Consigne A: Relevez chaque ligne de la liste qui contient le mot « dark ». La casse compte.
Consigne B: Rédigez la suite du texte sur le Carême en reprenant après sa dernière phrase.

Extrait:
On ne doit pas s’étonner qu’un
temps aussi sacré que l’est celui du Carême soit un temps rempli de mystères. L’Église, qui en a fait la préparation
à la plus sublime de ses fêtes, a voulu que cette période de recueillement et
de pénitence fût marquée par les circonstances les plus propres à réveiller la
foi des fidèles, et à soutenir leur constance dans l’œuvre de l’expiation
annuelle.
Au
Temps de la Septuagésime, nous avons rencontre le nombre septuagénaire, qui
nous rappelait les soixante-dix ans de la captivité à Babylone, après lesquels
le peuple de Dieu, purifié de son idolâtrie, devait revoir Jérusalem et y
célébrer la Pâque. Maintenant c’est le nombre sévère de quarante que la sainte
Église propose à notre attention religieuse, ce nombre qui, comme nous dit
saint Jérôme, est toujours celui de la peine et de l’affliction.
Rappelons
nous cette pluie de quarante jours et de quarante nuits, sortie des trésors de
la colère de Dieu, quand il se repentit d’avoir créé l’homme et qu’il submergea la race humaine sous les
flots, à l’exception d’une famille. Considérons le peuple hébreu errant
quarante années dans le désert, en punition de son ingratitude, avant d’avoir
accès dans la terre promise. Écoutons le Seigneur, qui ordonne à son prophète
Ézéchiel de demeurer couché quarante jours sur son côté droit, pour figurer la
durée d’un siège qui devait être suivi de la ruine de Jérusalem.

Enregistrements extraits:
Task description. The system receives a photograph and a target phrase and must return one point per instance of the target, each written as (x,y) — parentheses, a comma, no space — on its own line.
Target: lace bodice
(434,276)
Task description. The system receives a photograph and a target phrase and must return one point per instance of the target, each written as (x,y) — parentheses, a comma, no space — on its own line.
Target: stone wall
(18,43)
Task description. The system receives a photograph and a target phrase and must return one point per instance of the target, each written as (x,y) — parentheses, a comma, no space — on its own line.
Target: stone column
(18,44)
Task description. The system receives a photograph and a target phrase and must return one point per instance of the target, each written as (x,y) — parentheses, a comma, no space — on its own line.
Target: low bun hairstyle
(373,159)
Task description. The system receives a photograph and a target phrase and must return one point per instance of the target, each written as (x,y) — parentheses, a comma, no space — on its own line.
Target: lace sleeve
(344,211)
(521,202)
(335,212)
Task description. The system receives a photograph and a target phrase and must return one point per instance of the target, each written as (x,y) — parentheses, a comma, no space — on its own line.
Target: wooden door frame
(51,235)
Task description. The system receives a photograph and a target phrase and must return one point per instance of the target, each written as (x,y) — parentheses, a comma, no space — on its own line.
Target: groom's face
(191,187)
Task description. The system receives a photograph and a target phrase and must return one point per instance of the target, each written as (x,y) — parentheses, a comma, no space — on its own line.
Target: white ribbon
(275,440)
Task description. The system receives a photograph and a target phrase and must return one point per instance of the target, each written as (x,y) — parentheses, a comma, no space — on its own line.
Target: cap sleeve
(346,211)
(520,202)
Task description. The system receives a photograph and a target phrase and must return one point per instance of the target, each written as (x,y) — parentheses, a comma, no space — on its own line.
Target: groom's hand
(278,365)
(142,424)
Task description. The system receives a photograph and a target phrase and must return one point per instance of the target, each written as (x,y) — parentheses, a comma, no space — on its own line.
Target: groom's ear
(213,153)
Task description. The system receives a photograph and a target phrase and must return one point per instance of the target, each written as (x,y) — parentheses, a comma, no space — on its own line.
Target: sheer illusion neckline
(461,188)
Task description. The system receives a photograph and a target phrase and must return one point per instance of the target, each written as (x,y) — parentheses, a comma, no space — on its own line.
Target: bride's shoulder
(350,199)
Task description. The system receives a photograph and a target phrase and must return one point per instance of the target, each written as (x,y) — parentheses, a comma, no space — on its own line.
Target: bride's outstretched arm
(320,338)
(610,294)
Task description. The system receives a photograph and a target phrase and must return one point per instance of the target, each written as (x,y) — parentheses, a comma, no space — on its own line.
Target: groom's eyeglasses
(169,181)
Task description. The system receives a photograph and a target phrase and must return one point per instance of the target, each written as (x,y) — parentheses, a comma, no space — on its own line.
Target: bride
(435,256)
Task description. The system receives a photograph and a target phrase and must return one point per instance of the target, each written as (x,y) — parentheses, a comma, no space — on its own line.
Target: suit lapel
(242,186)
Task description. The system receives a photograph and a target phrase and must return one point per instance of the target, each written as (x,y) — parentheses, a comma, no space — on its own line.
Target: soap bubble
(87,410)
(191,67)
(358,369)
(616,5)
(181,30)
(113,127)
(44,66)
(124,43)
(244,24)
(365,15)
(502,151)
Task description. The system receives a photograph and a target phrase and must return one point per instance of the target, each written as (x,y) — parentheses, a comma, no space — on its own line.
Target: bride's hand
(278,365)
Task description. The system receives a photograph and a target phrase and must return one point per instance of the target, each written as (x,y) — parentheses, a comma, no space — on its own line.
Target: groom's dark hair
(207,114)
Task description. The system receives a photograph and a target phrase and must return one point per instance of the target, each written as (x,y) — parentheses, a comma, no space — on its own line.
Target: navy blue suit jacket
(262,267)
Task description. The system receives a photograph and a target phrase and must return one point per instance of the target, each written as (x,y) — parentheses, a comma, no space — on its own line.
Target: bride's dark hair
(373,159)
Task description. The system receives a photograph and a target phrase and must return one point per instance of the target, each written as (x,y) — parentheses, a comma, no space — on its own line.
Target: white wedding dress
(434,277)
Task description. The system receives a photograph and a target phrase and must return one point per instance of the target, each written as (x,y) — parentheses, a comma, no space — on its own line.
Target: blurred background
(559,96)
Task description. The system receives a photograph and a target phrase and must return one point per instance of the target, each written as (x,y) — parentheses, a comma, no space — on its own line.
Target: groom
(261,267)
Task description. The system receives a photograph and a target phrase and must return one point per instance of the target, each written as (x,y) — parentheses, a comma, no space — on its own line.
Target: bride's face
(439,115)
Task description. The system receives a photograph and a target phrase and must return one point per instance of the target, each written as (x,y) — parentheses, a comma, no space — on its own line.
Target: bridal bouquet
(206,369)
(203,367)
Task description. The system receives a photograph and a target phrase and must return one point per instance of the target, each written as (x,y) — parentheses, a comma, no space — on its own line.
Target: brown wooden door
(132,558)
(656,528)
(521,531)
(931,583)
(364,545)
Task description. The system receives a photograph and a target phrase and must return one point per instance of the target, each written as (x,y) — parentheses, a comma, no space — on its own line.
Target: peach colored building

Résultat final A:
Target: groom's dark hair
Target: bride's dark hair

Résultat final B:
Deux
hommes, dans l’Ancien Testament, ont la mission de figurer en leur personne les
deux manifestations de Dieu : Moïse, qui représente la Loi, et Élie, en
qui est symbolisée la Prophétie. L’un et l’autre approchent de Dieu : le
premier sur le Sinaï, le second sur Horeb ;
mais l’un et l’autre n’obtiennent accès auprès de la divinité, qu’après s’être
purifiés par l’expiation dans un jeûne de quarante jours.
En nous
reportant à ces grands faits, nous arrivons à comprendre pourquoi le Fils de
Dieu incarné pour le salut des hommes, ayant résolu de soumettre sa chair
divine aux rigueurs du jeûne, dut choisir le nombre de quarante jours pour cet
acte solennel. L’institution du Carême nous apparaît alors dans toute sa majestueuse
sévérité, et comme un moyen efficace d’apaiser la colère de Dieu et de purifier
nos âmes. Élevons donc nos pensées au-dessus de l’étroit horizon qui nous
entoure ; voyons tout l’ensemble des nations chrétiennes, dans ces jours
où nous sommes, offrant au Seigneur irrité ce vaste quadragénaire de
l’expiation ; et espérons que, comme au temps de Jonas, il daignera, cette
année encore, faire, miséricorde à son peuple.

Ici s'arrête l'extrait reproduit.